## Work to be completed
Starting at the line containing "- **Query:** truck cab" and ending at the final line of the entries below, lay out each line as a JSON list of strings, one string per line, with blank lines left out.

## Input for this task
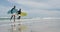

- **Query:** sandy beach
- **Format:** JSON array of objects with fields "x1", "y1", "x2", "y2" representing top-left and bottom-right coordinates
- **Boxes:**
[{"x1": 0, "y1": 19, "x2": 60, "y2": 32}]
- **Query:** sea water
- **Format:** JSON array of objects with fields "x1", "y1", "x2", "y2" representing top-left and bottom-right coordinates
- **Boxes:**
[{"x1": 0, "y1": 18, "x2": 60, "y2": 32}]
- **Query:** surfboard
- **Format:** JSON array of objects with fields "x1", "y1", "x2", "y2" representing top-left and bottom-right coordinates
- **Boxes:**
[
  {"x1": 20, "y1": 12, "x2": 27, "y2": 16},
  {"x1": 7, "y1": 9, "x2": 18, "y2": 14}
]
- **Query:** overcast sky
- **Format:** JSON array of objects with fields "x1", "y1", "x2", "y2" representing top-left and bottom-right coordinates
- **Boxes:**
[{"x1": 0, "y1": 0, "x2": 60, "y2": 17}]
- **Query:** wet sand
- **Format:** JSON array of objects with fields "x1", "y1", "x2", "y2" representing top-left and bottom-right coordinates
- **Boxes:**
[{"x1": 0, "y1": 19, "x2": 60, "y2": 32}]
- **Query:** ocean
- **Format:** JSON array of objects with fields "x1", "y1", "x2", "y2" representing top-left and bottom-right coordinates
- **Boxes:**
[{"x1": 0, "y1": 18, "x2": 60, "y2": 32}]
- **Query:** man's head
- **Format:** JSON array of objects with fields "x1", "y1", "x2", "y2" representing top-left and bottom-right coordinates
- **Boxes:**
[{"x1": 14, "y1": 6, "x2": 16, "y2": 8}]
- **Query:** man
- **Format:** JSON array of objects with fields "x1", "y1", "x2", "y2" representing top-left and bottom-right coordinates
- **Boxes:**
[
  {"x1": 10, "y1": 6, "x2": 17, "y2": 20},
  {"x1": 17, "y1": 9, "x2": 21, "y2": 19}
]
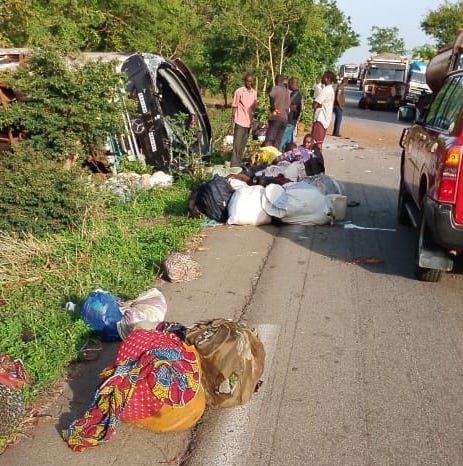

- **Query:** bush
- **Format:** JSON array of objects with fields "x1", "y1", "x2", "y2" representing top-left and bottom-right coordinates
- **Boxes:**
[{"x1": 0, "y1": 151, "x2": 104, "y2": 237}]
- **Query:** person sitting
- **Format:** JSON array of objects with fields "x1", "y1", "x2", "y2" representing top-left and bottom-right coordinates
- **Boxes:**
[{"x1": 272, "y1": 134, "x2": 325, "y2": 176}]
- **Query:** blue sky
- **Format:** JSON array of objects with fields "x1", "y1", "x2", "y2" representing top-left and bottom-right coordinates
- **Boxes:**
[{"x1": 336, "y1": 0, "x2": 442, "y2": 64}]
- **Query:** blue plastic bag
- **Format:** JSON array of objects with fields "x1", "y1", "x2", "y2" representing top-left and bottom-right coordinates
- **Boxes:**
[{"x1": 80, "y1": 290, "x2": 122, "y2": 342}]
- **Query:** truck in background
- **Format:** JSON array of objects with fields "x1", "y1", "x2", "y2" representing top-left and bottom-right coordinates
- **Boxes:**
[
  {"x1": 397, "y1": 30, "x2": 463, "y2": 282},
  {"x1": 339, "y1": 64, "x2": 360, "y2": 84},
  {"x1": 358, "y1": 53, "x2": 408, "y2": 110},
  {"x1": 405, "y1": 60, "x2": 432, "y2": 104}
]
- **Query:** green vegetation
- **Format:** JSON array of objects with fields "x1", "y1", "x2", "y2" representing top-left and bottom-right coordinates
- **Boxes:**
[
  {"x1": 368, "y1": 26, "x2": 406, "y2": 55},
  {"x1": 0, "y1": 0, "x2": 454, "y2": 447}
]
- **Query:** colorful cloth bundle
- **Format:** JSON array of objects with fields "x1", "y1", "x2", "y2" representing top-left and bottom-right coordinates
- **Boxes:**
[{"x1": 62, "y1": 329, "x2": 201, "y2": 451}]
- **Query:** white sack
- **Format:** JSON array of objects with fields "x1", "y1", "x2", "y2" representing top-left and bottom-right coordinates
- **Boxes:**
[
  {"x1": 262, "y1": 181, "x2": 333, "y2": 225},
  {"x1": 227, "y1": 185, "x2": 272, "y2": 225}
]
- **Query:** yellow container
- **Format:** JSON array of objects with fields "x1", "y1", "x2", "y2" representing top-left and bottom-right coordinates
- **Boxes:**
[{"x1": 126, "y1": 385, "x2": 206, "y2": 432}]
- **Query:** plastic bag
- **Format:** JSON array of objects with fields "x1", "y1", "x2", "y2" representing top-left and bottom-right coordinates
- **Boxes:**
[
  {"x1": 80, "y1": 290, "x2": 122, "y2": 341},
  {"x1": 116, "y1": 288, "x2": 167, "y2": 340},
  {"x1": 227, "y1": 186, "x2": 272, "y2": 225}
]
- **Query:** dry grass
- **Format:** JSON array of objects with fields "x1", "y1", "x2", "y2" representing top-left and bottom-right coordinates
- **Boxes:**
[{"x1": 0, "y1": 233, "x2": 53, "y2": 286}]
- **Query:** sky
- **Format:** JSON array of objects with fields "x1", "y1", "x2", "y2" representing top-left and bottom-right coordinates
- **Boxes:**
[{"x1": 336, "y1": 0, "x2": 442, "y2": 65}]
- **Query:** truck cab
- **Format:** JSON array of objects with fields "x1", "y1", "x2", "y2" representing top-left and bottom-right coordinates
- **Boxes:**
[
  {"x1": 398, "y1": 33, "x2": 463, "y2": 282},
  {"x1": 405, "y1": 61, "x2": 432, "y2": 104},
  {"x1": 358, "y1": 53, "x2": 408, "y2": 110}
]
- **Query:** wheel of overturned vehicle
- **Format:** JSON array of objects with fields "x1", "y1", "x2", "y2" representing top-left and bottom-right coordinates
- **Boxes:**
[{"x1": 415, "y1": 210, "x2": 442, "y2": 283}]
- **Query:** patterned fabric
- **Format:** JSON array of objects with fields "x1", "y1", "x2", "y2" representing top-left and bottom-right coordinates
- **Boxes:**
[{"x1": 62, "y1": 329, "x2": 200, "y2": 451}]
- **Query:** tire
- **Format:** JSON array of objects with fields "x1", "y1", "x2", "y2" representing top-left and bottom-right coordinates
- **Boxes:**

## Exercise result
[
  "- **Query:** truck cab",
  "- **Format:** JSON array of objects with fields \"x1\", \"y1\", \"x2\", \"y2\" representing top-left and bottom-right coordinates",
  "- **Boxes:**",
  "[",
  "  {\"x1\": 398, \"y1\": 33, \"x2\": 463, \"y2\": 282},",
  "  {\"x1\": 405, \"y1\": 61, \"x2\": 432, \"y2\": 104},",
  "  {\"x1\": 358, \"y1\": 53, \"x2\": 408, \"y2\": 110}",
  "]",
  "- **Query:** wheel of overturned vehicle",
  "- **Format:** JSON array of objects with fields \"x1\", \"y1\", \"x2\", \"y2\" representing top-left and bottom-right coordinates",
  "- **Boxes:**",
  "[{\"x1\": 415, \"y1\": 210, \"x2\": 442, \"y2\": 283}]",
  "- **Query:** patterned fabric",
  "- **Format:** JSON array of objects with fields \"x1\", \"y1\", \"x2\", \"y2\" representing top-left and bottom-right coordinates",
  "- **Boxes:**",
  "[{\"x1\": 62, \"y1\": 329, \"x2\": 200, \"y2\": 451}]",
  "- **Query:** tire",
  "- **Format:** JSON array of objects with fields \"x1\", \"y1\", \"x2\", \"y2\" representing top-left and bottom-right coordinates",
  "- **Boxes:**"
]